Extracted text:
Sunday, May 10, 2009

Syrinx - who is playing whom?

Peter Paul Rubens- Pan & Syrinx (Staatliche Museum, Kassel)

A thought occurred to me today while playing and listening to several recordings of Debussy's Syrinx. Most likely, it was not an original thought. We all learn the story this of piece: its role as incidental music in Gabriel Mourey's Psyche, and the story of Pan. This half-goat, half-man pursues the nymph Syrinx, who, at the water's edge, in order to escape her pursuer, is transformed into a water-reed. Pan then transforms a bundle of these reeds into a flute, whereupon he plays his dying lament.

Mostly I hear flutists (and program-note writers) describe this piece in terms of Pan. It's Pan's song, Pan's longing, and Pan's dying. But is it really? Is Syrinx only a bundle of reeds? Does she have a voice of her own, and if so, what does she sing?

A short digression:
Please understand I am not trying to interpret this piece in terms of sexual politics or present some sort of feminist's viewpoint. I got to thinking about Syrinx when trying out different spectrums of sound in order to produce color changes. Why did I get hung up on this? Well, I'll divulge another pet peeve I have: flutists who make "color changes" only by adding air to the sound, thinking that an airy, unfocused sound is sufficient for a difference in color. Sometimes it is. I've heard it in Debussy, I've heard it in slow movements of Bach, and on many other occasions. It is soo boring if one only uses this trick. Sometimes some air in the sound (or complete air) is musically appropriate. But if that is your only choice of "color change" then please try out something else: work with different harmonic components in the sound. One way this can be done is by changing the vowel sound inside the mouth.

Data entries:
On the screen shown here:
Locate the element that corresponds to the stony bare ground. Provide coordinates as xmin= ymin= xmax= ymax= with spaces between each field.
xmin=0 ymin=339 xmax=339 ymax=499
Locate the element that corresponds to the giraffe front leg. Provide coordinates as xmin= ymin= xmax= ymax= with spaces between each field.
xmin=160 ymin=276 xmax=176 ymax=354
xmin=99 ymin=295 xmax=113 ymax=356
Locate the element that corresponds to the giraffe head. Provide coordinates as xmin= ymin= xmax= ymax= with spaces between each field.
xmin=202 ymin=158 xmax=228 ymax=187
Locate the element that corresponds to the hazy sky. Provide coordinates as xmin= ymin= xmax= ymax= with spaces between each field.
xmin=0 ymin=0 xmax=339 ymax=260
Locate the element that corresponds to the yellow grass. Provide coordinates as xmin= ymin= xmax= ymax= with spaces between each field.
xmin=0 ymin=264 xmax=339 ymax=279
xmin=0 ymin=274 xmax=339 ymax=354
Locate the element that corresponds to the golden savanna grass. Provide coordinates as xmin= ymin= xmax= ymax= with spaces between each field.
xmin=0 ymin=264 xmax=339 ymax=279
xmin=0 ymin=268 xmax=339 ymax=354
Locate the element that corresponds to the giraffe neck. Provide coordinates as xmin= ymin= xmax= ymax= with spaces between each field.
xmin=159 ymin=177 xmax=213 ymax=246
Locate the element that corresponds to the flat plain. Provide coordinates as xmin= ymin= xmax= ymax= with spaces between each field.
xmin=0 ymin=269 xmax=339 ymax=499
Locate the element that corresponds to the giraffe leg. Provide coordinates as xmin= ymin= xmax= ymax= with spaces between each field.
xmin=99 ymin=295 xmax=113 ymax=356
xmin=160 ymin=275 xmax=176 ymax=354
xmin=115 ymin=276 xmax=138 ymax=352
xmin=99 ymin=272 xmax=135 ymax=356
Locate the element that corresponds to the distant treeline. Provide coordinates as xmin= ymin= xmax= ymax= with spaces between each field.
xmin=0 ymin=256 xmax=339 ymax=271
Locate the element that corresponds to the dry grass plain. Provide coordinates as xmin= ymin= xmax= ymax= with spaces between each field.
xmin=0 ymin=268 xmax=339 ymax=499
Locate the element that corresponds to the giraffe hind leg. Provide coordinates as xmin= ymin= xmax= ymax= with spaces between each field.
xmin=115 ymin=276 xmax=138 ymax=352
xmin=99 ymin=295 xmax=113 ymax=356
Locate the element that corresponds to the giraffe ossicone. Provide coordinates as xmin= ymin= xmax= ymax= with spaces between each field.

Task instructions:
1. Swap "reeds" for "canes" in the Syrinx post and write out the passage starting with "A thought occurred" and going on through "does she sing?".
2. Carry on the Syrinx post from the point where it stops, in the same voice.
The rows are a separate body of material from the Syrinx post.

Responses per task:
1.
A thought occurred to me today while playing and listening to several recordings of Debussy's Syrinx. Most likely, it was not an original thought. We all learn the story this of piece: its role as incidental music in Gabriel Mourey's Psyche, and the story of Pan. This half-goat, half-man pursues the nymph Syrinx, who, at the water's edge, in order to escape her pursuer, is transformed into a water-reed. Pan then transforms a bundle of these canes into a flute, whereupon he plays his dying lament.

Mostly I hear flutists (and program-note writers) describe this piece in terms of Pan. It's Pan's song, Pan's longing, and Pan's dying. But is it really? Is Syrinx only a bundle of canes? Does she have a voice of her own, and if so, what does she sing?

2.
Anyway, back on topic - experimenting with color changes led to thoughts of transformation. Then I thought "hey!, that's not Pan, that's Syrinx!" She's the one who morphs.

That led to other aspects of Syrinx' role: flight, and, like Pan, longing. Not the sexual longing which is associated with Pan, but perhaps a longing for freedom of corporal constraints, or longing for unity with the elements. You can add on your own interpretation here. Please note I am not denying the element of sexual longing in this work - it is certainly there.

There are probably other elements of Syrinx' role I've not thought of yet.

When I thought about the subject of flight, that led me to think about the rhythm. Peter Lloyd tells of his lessons with Caratge in Paris on this piece. After Lloyd's first run-through of Syrinx, Caratge sent him home with his tail between his legs, admonishing him to "play with a metronome!" When Lloyd came back having done so, only then was Caratge ready to begin working on the piece musically. Peter-Lukas Graf also lays emphasis on attention to the rhythm. He points out that this is not "free music" it is "freely-composed music" (having neither conventional form nor tonality). Because the rhythms for that time-period were rather complex, it is all the more necessary to make clear contrasts of duplets (16th or 8th notes) and triplets.

And what about rubato? Absolutely! It's part of the fright and flight that I imagine the nymph Syrinx experienced. Fleeing, then slowing down to peek from behind a tree to see if Pan has lost her trail, then fleeing again. Much of this yearning forward and holding back is already composed into the piece, so if one adds to it, one must understand the framework wherein it occurs.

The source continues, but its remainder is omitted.